§ **Things to do**
1) Summarize the forum reply on ventilating spray painting in a garage in two sentences.
2) In the forum reply on ventilating spray painting in a garage, what size furnace filter is to be attached to the box fan?
3) Extend the forum reply on ventilating spray painting in a garage from the point where it stops.

§ **Article**
================================
Re: How Many Fans/CFM to Ventilate Spray Painting in My Garage?

12/02/2013 12:09 PM

DreamCoat-

Simplification of your problem---> You don't need to vent the complete garage, you just need to get rid of the vapors from the paint propellants in the cans as you paint. Unless you are using multiple cans at the same time this quantity isn't hard to remove. The equipment you have now, with a little more is sufficient. You only need to remove the concentrated vapors, not disperse them into the whole garage and then have to vent the whole garage. If necessary, this can also be incorporated with a slightly modified spray booth.

Tape or make a holder for a 20" x 20" furnace filter to be located on the suction side of the box fan. Place this, filter towards the location of the painting, in front of a window or door. Place object to be painted in front of fan, turn fan on and adjust speed to as fast as possible without distorting the paint as it is applied onto the object. The paint/vapors/air are pulled towards the fan, atomized paint is removed by the filter so it doesn't foul the fan, vapors/air are drawn through fan and are dispersed to outside the building. The vapors are mixed with the air and dispersed at a very low concentration so if they are flammable they will be much lower than the LEL.
================================
[Annotated coordinate records]
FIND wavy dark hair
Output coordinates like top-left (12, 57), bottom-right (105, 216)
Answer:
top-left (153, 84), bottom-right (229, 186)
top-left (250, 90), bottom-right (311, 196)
================================
§ **Exercise answers**
1) Rather than ventilating the whole garage, the painter only needs to remove the concentrated vapors from the spray cans as the paint is applied, which the existing equipment can do with a few additions. A 20" x 20" furnace filter is fixed to the suction side of a box fan placed in a window or door, so the filter catches atomized paint while the vapors are drawn through the fan and dispersed outside at a concentration far below the LEL.

2) A 20" x 20" furnace filter.

3)
Caution- As the ambient air is drawn out of the building, the air within it is going to get very cold if the outside make-up air is cold. If you are doing this for a long period in a cold location wear warm clothes.

By placing this apparatus on a table the objects can be painted easily. Also a "Lazy Susan" type apparatus increases the convenience.

It works for me. Not only do I do it in the garage but also in front of a door in the basement. No complaints from the wife upstairs about the odor, except when I come up with paint spray on me from touching the wrong things.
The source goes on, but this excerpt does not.